Reproduce all the material verbatim, down to the last line.

#### Information supplied

-=-=-

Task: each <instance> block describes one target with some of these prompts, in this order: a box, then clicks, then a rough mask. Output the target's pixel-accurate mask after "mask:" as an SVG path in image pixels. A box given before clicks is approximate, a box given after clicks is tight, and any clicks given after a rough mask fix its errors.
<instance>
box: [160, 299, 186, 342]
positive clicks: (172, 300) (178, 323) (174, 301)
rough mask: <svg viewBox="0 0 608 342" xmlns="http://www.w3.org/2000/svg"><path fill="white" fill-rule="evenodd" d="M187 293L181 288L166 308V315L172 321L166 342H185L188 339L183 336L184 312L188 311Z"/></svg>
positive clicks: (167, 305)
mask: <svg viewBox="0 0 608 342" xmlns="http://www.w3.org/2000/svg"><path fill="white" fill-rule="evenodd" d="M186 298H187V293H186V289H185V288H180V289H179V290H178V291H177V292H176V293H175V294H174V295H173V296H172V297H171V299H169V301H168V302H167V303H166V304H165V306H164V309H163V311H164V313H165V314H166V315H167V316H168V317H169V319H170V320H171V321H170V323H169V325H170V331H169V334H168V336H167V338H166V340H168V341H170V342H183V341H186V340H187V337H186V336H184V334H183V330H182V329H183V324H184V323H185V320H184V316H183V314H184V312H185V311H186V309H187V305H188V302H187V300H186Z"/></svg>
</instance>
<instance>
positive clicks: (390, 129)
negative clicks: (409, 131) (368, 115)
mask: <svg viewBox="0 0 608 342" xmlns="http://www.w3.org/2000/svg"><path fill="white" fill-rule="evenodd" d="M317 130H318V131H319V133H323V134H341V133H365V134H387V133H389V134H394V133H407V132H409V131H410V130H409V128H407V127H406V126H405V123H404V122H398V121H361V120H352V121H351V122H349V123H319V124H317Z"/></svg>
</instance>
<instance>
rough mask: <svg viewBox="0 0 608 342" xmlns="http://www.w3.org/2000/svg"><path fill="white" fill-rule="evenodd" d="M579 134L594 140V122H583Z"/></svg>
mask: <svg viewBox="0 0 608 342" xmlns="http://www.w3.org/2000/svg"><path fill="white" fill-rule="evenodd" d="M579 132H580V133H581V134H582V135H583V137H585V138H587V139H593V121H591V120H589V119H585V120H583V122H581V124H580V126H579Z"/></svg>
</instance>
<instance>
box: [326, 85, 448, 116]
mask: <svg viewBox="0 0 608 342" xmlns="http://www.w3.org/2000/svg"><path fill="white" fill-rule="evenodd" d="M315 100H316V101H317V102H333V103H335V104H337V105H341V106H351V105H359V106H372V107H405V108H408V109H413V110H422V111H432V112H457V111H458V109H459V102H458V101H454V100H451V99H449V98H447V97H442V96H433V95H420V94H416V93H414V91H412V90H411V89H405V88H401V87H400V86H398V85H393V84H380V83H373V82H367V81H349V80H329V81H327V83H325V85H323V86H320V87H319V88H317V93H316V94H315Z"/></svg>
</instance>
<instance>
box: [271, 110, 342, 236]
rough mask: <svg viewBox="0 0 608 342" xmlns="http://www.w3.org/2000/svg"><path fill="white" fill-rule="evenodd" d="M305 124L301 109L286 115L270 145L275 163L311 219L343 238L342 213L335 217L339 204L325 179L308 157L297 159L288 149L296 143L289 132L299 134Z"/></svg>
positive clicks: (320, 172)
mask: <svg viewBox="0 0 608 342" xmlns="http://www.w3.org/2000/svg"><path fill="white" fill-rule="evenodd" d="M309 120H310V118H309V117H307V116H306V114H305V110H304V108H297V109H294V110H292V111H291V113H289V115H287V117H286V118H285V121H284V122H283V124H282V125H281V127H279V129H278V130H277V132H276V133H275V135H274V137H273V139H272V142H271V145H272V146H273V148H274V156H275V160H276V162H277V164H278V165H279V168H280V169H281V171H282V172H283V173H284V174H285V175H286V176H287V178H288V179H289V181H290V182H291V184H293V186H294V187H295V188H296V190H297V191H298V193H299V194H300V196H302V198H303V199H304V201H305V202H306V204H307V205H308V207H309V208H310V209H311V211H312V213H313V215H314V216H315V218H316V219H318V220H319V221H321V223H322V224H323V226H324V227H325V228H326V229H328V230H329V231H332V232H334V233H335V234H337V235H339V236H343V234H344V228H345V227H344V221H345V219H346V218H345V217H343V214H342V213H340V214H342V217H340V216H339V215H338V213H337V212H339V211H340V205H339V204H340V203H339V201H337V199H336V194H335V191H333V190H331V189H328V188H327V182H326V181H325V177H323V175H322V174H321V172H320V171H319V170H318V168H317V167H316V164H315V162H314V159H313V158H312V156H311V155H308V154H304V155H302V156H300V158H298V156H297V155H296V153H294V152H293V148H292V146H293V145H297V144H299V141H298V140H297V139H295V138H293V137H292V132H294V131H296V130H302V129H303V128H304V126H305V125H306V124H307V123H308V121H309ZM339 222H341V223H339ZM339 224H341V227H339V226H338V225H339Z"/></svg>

-=-=-

#### Exercise output
Task: each <instance> block describes one target with some of these prompts, in this order: a box, then clicks, then a rough mask. Output the target's pixel-accurate mask after "mask:" as an SVG path in image pixels. A box given before clicks is approximate, a box given after clicks is tight, and any clicks given after a rough mask fix its errors.
<instance>
box: [160, 299, 186, 342]
positive clicks: (172, 300) (178, 323) (174, 301)
rough mask: <svg viewBox="0 0 608 342" xmlns="http://www.w3.org/2000/svg"><path fill="white" fill-rule="evenodd" d="M187 293L181 288L166 308V315L172 321L166 342H185L188 339L183 336L184 312L188 311Z"/></svg>
positive clicks: (167, 305)
mask: <svg viewBox="0 0 608 342" xmlns="http://www.w3.org/2000/svg"><path fill="white" fill-rule="evenodd" d="M186 298H187V293H186V289H185V288H180V289H179V290H178V291H177V292H176V293H175V294H174V295H173V296H172V297H171V299H169V301H168V302H167V303H166V304H165V306H164V309H163V311H164V313H165V314H166V315H167V316H168V317H169V319H170V320H171V321H170V323H169V325H170V331H169V334H168V336H167V338H166V340H168V341H170V342H183V341H186V340H187V337H186V336H184V334H183V330H182V329H183V324H184V323H185V320H184V316H183V314H184V312H185V311H186V309H187V305H188V302H187V300H186Z"/></svg>
</instance>
<instance>
positive clicks: (390, 129)
negative clicks: (409, 131) (368, 115)
mask: <svg viewBox="0 0 608 342" xmlns="http://www.w3.org/2000/svg"><path fill="white" fill-rule="evenodd" d="M317 130H318V131H319V133H323V134H341V133H365V134H387V133H389V134H394V133H407V132H409V131H410V130H409V128H407V127H406V126H405V123H404V122H398V121H361V120H352V121H351V122H349V123H319V124H317Z"/></svg>
</instance>
<instance>
rough mask: <svg viewBox="0 0 608 342" xmlns="http://www.w3.org/2000/svg"><path fill="white" fill-rule="evenodd" d="M579 134L594 140V122H583Z"/></svg>
mask: <svg viewBox="0 0 608 342" xmlns="http://www.w3.org/2000/svg"><path fill="white" fill-rule="evenodd" d="M579 132H580V133H581V134H582V135H583V137H585V138H587V139H593V121H591V120H589V119H585V120H583V122H581V124H580V126H579Z"/></svg>
</instance>
<instance>
box: [326, 85, 448, 116]
mask: <svg viewBox="0 0 608 342" xmlns="http://www.w3.org/2000/svg"><path fill="white" fill-rule="evenodd" d="M315 100H316V101H317V102H333V103H335V104H337V105H341V106H351V105H359V106H372V107H405V108H408V109H413V110H422V111H432V112H457V111H458V109H459V102H458V101H454V100H451V99H449V98H447V97H442V96H433V95H420V94H416V93H414V91H412V90H411V89H405V88H401V87H400V86H398V85H393V84H380V83H373V82H367V81H349V80H329V81H327V83H325V85H323V86H320V87H319V88H317V93H316V94H315Z"/></svg>
</instance>
<instance>
box: [271, 110, 342, 236]
rough mask: <svg viewBox="0 0 608 342" xmlns="http://www.w3.org/2000/svg"><path fill="white" fill-rule="evenodd" d="M305 124L301 109L286 115L270 145L275 163L311 219L343 238L342 213L335 217L339 204L325 179L308 157L297 159L288 149L296 143L289 132L299 134Z"/></svg>
positive clicks: (320, 172)
mask: <svg viewBox="0 0 608 342" xmlns="http://www.w3.org/2000/svg"><path fill="white" fill-rule="evenodd" d="M309 120H310V118H309V117H307V116H306V114H305V110H304V108H297V109H294V110H292V111H291V113H289V115H287V117H286V118H285V121H284V122H283V124H282V125H281V127H279V129H278V130H277V132H276V133H275V135H274V137H273V139H272V142H271V145H272V146H273V148H274V156H275V160H276V162H277V164H278V165H279V168H280V169H281V171H282V172H283V173H284V174H285V175H286V176H287V178H288V179H289V181H290V182H291V184H293V186H294V187H295V188H296V190H297V191H298V193H299V194H300V196H302V198H303V199H304V201H305V202H306V204H307V205H308V207H309V208H310V209H311V211H312V213H313V215H314V216H315V218H316V219H318V220H319V221H321V223H322V224H323V226H324V227H325V228H326V229H328V230H329V231H332V232H334V233H335V234H337V235H339V236H343V234H344V228H345V227H344V221H345V219H346V218H345V217H343V214H342V213H340V214H342V217H340V216H339V215H338V213H337V212H339V211H340V205H339V204H340V203H339V201H337V199H336V194H335V191H333V190H331V189H328V188H327V182H326V181H325V177H323V175H322V174H321V172H320V171H319V170H318V168H317V167H316V164H315V162H314V159H313V158H312V156H311V155H308V154H304V155H302V156H300V158H298V156H297V155H296V153H294V152H293V148H292V146H293V145H297V144H299V141H298V140H297V139H295V138H293V137H292V132H294V131H296V130H302V129H303V128H304V126H305V125H306V124H307V123H308V121H309ZM339 222H341V223H339ZM339 224H341V227H339V226H338V225H339Z"/></svg>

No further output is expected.